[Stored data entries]

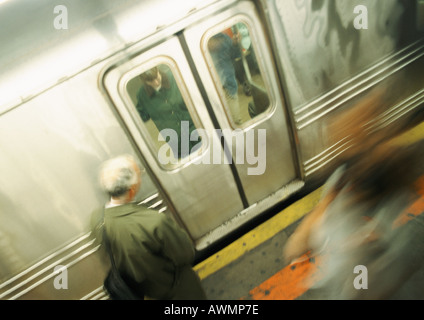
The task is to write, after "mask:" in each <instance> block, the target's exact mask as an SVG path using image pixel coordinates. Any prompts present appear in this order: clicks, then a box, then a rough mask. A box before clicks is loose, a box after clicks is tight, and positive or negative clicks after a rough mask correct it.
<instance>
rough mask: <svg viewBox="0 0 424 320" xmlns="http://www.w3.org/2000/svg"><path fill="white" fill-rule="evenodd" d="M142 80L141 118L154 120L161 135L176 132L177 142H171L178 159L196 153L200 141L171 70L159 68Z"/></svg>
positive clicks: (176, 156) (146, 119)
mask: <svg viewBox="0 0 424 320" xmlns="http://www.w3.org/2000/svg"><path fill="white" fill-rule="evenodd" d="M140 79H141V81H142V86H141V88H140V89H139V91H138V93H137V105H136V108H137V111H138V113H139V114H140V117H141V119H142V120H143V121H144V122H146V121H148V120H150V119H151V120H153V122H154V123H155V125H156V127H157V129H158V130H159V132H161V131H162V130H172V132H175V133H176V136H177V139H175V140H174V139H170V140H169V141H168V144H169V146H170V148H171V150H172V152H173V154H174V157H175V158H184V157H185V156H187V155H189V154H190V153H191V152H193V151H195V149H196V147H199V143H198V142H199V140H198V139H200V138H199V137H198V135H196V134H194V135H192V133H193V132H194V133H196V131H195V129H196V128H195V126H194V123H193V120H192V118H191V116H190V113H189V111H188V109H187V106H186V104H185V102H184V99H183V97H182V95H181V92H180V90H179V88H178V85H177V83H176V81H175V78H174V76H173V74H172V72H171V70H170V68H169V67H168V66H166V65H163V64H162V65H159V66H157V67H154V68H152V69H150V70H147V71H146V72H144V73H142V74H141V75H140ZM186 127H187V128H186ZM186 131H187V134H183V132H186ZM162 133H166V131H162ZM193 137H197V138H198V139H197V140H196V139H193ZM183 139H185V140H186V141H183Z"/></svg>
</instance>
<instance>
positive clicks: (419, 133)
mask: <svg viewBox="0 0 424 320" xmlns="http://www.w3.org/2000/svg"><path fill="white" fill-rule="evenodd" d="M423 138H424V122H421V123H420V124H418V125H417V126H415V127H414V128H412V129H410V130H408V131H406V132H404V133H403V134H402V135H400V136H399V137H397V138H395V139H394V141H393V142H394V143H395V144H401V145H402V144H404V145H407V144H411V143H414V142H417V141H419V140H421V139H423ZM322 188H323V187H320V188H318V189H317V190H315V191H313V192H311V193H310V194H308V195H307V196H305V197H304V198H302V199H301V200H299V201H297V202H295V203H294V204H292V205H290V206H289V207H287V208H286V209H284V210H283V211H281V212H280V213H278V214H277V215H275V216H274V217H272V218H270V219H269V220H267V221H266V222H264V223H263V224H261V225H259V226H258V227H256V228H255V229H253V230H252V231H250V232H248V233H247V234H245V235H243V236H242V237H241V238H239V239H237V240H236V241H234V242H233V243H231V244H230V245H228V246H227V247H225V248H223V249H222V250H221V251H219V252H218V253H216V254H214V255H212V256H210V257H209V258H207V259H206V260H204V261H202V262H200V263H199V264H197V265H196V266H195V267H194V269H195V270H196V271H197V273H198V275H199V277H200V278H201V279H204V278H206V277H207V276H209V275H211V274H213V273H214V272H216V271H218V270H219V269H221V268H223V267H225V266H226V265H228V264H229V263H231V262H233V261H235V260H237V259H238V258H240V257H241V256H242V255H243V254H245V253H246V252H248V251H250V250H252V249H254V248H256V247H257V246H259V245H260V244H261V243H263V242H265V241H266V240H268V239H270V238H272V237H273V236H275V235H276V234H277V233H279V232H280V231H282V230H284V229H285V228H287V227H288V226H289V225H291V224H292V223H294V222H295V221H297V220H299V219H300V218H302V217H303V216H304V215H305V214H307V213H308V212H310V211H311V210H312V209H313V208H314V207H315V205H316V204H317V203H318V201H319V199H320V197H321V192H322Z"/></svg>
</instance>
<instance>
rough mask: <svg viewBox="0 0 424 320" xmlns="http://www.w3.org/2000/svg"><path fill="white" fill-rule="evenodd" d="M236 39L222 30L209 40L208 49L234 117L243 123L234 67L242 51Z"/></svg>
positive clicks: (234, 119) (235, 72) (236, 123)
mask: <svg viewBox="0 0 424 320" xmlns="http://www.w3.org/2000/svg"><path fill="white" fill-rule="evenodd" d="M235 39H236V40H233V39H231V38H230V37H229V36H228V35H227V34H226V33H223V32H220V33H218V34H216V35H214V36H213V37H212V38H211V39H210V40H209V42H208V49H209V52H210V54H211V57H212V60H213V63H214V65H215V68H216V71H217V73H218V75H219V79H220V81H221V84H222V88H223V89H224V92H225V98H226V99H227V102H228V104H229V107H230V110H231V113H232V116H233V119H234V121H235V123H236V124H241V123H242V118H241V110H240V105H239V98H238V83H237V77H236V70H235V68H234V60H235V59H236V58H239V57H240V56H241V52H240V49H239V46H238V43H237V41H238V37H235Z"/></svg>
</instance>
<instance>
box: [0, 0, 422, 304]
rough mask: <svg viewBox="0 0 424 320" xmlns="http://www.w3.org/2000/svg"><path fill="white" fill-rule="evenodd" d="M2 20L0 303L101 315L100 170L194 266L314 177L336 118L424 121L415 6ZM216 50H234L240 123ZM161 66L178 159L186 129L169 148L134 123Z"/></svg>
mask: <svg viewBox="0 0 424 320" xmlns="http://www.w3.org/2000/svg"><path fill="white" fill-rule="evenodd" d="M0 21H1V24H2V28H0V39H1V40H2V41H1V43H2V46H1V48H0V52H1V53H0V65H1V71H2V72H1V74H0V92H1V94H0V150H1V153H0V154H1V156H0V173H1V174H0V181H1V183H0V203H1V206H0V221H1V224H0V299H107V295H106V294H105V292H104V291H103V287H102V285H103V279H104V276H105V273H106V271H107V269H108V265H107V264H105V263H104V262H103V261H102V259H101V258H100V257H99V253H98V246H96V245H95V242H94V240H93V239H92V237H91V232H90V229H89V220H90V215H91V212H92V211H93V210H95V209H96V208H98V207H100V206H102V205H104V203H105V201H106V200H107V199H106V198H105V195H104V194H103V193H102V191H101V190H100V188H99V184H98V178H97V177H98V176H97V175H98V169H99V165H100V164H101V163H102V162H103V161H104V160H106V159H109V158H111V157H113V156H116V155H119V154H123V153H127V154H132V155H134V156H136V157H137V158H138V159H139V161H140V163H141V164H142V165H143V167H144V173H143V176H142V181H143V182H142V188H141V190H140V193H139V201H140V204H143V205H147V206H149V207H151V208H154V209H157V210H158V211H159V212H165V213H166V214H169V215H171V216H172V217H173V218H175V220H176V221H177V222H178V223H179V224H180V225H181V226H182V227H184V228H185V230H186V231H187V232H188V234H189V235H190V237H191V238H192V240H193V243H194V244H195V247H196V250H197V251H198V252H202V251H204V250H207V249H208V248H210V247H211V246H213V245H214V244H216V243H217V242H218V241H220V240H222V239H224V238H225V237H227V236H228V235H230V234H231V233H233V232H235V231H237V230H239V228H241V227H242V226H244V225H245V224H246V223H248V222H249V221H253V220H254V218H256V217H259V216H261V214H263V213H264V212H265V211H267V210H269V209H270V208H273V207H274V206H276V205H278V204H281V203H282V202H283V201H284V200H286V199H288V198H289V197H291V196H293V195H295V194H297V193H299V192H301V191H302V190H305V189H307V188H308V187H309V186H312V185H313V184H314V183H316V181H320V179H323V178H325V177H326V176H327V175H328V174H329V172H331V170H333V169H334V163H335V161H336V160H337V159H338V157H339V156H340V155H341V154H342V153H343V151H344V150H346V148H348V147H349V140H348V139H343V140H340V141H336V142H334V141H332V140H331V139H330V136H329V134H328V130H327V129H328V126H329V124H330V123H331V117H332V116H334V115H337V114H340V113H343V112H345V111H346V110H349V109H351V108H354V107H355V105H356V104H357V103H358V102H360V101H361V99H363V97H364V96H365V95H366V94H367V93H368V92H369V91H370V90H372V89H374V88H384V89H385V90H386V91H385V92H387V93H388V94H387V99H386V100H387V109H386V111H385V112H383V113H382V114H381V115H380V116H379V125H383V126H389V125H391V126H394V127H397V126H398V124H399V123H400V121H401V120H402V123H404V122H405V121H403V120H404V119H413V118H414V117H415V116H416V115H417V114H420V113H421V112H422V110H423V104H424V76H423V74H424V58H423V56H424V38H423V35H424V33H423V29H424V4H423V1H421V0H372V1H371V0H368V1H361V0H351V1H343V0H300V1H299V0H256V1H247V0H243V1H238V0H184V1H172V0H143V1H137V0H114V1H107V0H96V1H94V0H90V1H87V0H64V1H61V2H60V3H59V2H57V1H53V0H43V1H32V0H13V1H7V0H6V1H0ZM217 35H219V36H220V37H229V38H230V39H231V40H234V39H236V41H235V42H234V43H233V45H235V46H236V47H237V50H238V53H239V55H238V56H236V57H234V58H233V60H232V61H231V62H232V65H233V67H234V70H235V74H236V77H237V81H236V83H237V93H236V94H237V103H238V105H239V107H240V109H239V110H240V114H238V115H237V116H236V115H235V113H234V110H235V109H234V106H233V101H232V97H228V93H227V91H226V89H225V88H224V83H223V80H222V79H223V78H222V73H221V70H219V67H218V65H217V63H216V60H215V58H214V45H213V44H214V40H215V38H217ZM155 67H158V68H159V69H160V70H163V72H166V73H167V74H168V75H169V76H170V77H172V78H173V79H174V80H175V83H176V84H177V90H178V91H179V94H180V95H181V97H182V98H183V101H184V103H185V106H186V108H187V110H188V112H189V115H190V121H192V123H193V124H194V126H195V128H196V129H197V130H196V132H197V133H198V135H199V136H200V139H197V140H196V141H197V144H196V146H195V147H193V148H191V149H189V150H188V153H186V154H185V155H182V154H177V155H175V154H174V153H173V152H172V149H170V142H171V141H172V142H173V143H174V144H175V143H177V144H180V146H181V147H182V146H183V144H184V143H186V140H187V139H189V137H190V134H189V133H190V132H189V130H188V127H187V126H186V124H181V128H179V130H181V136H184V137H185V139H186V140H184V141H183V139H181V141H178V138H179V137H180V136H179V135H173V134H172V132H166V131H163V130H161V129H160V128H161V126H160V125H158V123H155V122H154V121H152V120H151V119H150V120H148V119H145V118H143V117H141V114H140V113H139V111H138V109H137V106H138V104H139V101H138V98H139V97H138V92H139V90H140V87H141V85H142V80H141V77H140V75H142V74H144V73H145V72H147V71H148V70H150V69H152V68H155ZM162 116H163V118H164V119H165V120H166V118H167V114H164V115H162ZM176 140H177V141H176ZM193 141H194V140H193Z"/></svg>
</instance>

TASK STATEMENT - Rewrite the lines from the start of the material through the line with "positive clicks: (176, 156) (146, 119)", changing "rough mask" to "coarse mask" wherever it occurs and keeping everything else unchanged. Leave the pictures out of your answer.

EXPECTED OUTPUT -
The task is to write, after "mask:" in each <instance> block, the target's exact mask as an SVG path using image pixel coordinates. Any prompts present appear in this order: clicks, then a box, then a coarse mask. A box before clicks is loose, a box after clicks is tight, and positive or negative clicks after a coarse mask correct it.
<instance>
coarse mask: <svg viewBox="0 0 424 320" xmlns="http://www.w3.org/2000/svg"><path fill="white" fill-rule="evenodd" d="M142 80L141 118L154 120L161 135L176 132L177 142H171L178 159L196 153L200 141L171 70L159 68Z"/></svg>
positive clicks: (176, 156) (146, 119)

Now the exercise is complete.